OBJECTIVE: Exactly reproduce the lines from the one holding "like [206, 764]." through the final line of the listing below, with both ends included and nothing else.

THE INPUT:
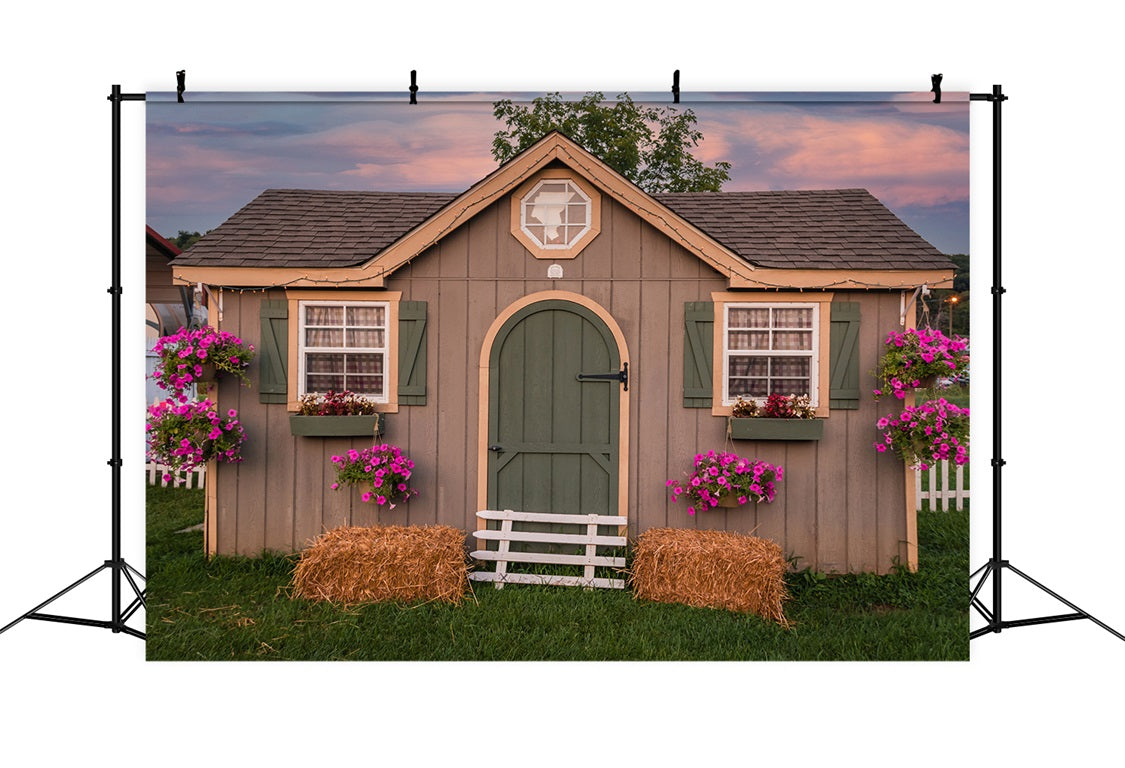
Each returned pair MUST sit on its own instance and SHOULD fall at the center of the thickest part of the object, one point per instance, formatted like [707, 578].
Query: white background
[1037, 695]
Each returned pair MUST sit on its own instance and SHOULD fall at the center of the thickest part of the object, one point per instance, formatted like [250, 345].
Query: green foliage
[185, 240]
[651, 146]
[240, 608]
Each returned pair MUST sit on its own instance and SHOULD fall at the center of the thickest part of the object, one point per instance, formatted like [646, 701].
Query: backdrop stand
[116, 565]
[997, 565]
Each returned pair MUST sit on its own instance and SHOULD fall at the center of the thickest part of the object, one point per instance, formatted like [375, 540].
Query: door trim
[622, 410]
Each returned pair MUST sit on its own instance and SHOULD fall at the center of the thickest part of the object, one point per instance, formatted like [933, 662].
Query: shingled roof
[313, 227]
[836, 228]
[824, 228]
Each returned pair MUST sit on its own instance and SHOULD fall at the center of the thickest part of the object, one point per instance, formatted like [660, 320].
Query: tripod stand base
[996, 624]
[117, 623]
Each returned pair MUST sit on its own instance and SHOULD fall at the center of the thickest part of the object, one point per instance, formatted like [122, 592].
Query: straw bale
[711, 569]
[406, 563]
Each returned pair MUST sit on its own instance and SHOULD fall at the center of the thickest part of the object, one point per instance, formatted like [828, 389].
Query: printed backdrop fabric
[554, 316]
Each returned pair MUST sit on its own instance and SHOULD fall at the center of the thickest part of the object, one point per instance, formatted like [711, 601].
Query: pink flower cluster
[934, 431]
[381, 470]
[916, 354]
[185, 435]
[183, 354]
[727, 475]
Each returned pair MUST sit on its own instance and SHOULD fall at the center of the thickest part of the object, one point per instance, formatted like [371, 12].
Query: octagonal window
[555, 214]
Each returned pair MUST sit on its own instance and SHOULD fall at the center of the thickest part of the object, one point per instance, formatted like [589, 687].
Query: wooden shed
[469, 316]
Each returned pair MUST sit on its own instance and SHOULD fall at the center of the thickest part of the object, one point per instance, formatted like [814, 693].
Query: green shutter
[699, 337]
[844, 357]
[412, 345]
[273, 352]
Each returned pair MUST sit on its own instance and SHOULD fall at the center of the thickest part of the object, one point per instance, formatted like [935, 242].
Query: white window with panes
[343, 346]
[555, 214]
[770, 349]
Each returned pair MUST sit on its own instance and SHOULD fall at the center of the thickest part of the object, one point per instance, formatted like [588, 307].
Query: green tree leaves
[651, 146]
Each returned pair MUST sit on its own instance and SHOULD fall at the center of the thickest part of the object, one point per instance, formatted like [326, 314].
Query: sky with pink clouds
[213, 154]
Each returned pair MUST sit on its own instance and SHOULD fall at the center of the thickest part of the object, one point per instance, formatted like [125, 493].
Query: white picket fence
[590, 540]
[942, 495]
[180, 479]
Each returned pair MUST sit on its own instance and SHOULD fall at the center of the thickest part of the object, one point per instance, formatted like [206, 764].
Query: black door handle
[621, 376]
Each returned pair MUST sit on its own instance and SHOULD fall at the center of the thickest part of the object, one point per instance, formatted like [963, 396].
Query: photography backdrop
[1069, 703]
[314, 201]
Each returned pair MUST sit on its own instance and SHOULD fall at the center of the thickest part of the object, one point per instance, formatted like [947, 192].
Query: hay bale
[710, 569]
[394, 562]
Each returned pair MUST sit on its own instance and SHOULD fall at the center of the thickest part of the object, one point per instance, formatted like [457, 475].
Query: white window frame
[813, 354]
[385, 350]
[524, 204]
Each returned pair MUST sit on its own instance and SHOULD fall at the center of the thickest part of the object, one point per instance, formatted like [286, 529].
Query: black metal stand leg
[997, 565]
[33, 612]
[116, 563]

SOLVED EXERCISE:
Each returned pair MUST sit on its own instance and SHOULD fall at the center of the thickest part of the object, one point per instance, formatted like [206, 764].
Query: black door handle
[621, 376]
Each returned pair MUST sit on its own instance and SHOULD fall at the center of the thickest part of the object, one point per instance, formatted like [963, 396].
Query: photography backdrop
[1069, 703]
[314, 201]
Each returned pair MUST sit on its own instance and SHOULD fall at the center of the thickest part of the object, one point per instance, formatted like [947, 192].
Query: hay bale
[710, 569]
[394, 562]
Each returned pair MUST sit on its own instance and SHOULD fall at the center of the thickest part of the object, one point per instance, formatted like [457, 475].
Query: white window frame
[813, 354]
[385, 350]
[524, 204]
Each returned pair MUST sit on its own instance and SHOULD fall at the center of the thickest part of the object, one point per instance, formatted like [286, 529].
Query: black metal stand leg
[997, 565]
[33, 612]
[116, 563]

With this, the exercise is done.